WRITTEN EXERCISE :: Collect each line of the records below that contains the string "every", matching case exactly, and copy those lines.

◆ ◆ ◆

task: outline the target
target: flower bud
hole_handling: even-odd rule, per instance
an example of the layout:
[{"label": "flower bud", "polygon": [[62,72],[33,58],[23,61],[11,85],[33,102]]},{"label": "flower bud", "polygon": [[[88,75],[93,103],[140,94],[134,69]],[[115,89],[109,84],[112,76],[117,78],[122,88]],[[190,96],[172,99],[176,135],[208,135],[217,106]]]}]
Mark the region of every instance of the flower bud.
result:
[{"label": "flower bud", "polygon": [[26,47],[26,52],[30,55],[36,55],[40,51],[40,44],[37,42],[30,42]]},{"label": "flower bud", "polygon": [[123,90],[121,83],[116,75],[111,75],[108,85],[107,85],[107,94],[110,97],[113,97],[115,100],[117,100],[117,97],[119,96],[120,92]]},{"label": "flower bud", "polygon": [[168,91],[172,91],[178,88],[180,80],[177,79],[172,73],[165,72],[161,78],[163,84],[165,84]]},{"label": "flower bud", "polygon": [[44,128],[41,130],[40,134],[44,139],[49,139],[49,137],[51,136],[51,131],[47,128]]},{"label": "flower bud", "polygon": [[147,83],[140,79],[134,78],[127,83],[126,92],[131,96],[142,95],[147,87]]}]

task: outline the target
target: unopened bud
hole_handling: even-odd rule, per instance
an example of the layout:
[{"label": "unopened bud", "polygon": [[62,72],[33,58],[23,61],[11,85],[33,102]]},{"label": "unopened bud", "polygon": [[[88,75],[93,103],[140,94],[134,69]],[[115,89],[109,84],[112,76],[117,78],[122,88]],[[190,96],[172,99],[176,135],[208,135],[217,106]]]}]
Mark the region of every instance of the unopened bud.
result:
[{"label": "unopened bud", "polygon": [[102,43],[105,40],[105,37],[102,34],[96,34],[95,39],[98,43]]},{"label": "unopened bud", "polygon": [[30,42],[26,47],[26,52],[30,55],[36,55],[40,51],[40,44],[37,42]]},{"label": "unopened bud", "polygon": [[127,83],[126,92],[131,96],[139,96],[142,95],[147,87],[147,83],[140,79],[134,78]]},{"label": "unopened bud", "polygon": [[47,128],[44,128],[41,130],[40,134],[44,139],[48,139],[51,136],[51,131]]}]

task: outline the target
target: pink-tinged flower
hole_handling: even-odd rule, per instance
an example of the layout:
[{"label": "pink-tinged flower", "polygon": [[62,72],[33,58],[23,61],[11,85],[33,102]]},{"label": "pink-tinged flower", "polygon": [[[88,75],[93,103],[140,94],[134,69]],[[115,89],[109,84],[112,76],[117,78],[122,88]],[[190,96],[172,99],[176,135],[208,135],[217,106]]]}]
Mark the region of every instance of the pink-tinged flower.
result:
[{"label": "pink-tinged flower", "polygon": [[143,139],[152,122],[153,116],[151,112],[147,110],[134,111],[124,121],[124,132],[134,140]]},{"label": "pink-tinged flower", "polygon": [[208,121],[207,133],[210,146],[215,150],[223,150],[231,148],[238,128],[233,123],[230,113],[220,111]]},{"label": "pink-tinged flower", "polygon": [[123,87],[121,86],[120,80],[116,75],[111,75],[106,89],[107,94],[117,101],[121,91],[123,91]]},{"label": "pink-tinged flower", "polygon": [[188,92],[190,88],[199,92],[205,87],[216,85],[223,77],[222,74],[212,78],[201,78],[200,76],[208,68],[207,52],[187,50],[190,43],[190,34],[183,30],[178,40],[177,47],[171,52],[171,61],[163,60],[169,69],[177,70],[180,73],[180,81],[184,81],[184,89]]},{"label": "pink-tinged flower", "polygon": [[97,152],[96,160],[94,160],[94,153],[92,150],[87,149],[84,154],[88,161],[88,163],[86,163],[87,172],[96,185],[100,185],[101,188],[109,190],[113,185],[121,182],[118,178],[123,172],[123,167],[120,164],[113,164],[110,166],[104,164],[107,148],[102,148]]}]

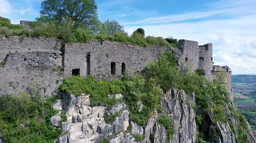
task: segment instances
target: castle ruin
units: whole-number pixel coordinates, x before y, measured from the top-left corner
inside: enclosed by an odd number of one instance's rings
[[[203,70],[209,80],[224,72],[224,83],[232,99],[231,69],[213,65],[212,43],[198,46],[197,42],[180,40],[178,50],[151,47],[95,39],[88,43],[62,45],[53,38],[2,37],[0,62],[5,65],[0,67],[0,94],[27,90],[37,84],[43,93],[51,96],[63,76],[122,75],[127,70],[140,72],[151,61],[159,59],[163,52],[168,50],[175,54],[181,68],[190,67],[192,71]]]

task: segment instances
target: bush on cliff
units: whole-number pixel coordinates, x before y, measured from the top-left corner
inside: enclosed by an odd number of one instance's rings
[[[37,92],[0,96],[0,132],[3,141],[53,142],[62,130],[54,129],[49,123],[56,113],[52,107],[55,100],[52,97],[45,101]]]

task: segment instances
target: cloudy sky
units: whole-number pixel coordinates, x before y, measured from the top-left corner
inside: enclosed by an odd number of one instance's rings
[[[18,24],[39,16],[42,0],[0,0],[0,16]],[[213,45],[215,65],[233,74],[256,74],[255,0],[96,0],[99,19],[115,19],[129,34]]]

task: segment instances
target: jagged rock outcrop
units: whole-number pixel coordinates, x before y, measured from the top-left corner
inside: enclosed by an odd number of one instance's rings
[[[195,143],[197,125],[195,113],[192,106],[195,103],[195,96],[193,93],[187,95],[183,90],[172,89],[162,96],[161,105],[163,112],[161,113],[173,120],[171,128],[174,133],[171,138],[169,138],[167,129],[159,122],[158,115],[159,113],[156,110],[152,118],[148,120],[143,128],[129,120],[129,111],[124,103],[117,102],[111,109],[100,106],[92,107],[90,106],[90,95],[82,94],[77,97],[72,95],[64,96],[62,100],[58,100],[53,105],[54,109],[60,111],[64,109],[67,116],[67,121],[61,123],[63,132],[58,138],[58,141],[97,143],[106,139],[110,143]],[[122,96],[120,94],[109,96],[110,98]],[[232,102],[229,104],[230,104],[229,106],[233,106]],[[234,128],[237,128],[238,121],[234,117],[232,112],[226,104],[225,110],[233,116],[231,117],[233,119],[231,121],[234,123]],[[105,121],[104,113],[114,115],[117,112],[119,113],[119,115],[114,121],[107,123]],[[236,142],[236,135],[231,130],[229,123],[215,122],[210,114],[202,111],[201,114],[203,117],[202,126],[203,131],[206,133],[209,140],[216,143]],[[129,126],[131,130],[127,130]],[[136,134],[144,136],[145,138],[140,141],[136,141],[134,138]],[[255,142],[253,136],[248,136],[248,142]]]
[[[203,132],[210,140],[212,142],[216,143],[236,143],[237,140],[236,139],[237,138],[238,130],[239,128],[239,123],[240,122],[239,119],[235,117],[232,112],[230,110],[228,106],[228,104],[224,101],[224,111],[226,114],[229,115],[231,117],[229,120],[231,121],[230,123],[221,123],[219,121],[215,121],[212,119],[212,116],[208,113],[206,113],[204,111],[201,111],[200,114],[203,117]],[[235,111],[237,110],[233,103],[230,102],[228,103],[231,108],[232,108]],[[245,120],[245,119],[244,119]],[[248,122],[246,121],[247,125],[246,131],[248,134],[247,140],[244,141],[248,143],[256,143],[256,140],[254,137],[253,133],[251,131]],[[234,130],[231,130],[231,126],[234,126]],[[234,132],[234,131],[235,132]]]
[[[184,91],[168,91],[161,100],[164,113],[173,120],[175,133],[171,143],[195,142],[197,136],[195,113],[192,108],[195,95],[187,96]]]

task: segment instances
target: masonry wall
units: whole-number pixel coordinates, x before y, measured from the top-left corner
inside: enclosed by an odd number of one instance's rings
[[[72,69],[80,69],[80,75],[87,73],[87,54],[90,52],[90,73],[92,75],[111,74],[111,63],[116,63],[116,75],[122,74],[122,63],[126,70],[141,71],[146,64],[161,56],[169,48],[159,46],[147,48],[116,42],[97,40],[88,43],[73,43],[65,45],[64,76],[72,75]]]
[[[0,95],[37,86],[42,94],[51,96],[61,78],[61,45],[52,38],[0,37],[0,61],[7,60],[0,67]]]
[[[212,78],[212,44],[211,43],[199,46],[198,68],[205,72],[205,77],[208,79]]]
[[[59,40],[43,37],[21,37],[18,36],[0,37],[0,62],[5,58],[7,54],[17,50],[40,50],[59,51],[61,43]]]
[[[180,57],[178,58],[180,68],[191,68],[192,72],[200,68],[205,71],[205,76],[210,80],[212,70],[212,44],[198,46],[196,41],[180,40],[178,48],[181,52]]]
[[[224,72],[225,76],[224,82],[226,85],[227,90],[230,96],[230,98],[233,101],[233,89],[231,85],[231,75],[232,72],[231,68],[227,66],[220,67],[218,65],[213,66],[212,74],[214,76],[218,77],[220,72]]]

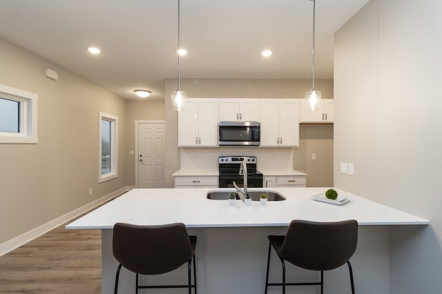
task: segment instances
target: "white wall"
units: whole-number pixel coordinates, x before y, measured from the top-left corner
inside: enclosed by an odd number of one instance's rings
[[[335,36],[335,186],[431,222],[391,228],[392,294],[442,293],[441,15],[439,0],[372,0]]]

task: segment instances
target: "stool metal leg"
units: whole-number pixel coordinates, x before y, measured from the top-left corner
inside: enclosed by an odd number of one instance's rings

◆ ◆ ◆

RESPONSE TO THIS EXERCISE ::
Mark the region of every instance of the flower bud.
Mark the region of every instance of the unopened bud.
Mark the region of every instance of the pink-tinged flower.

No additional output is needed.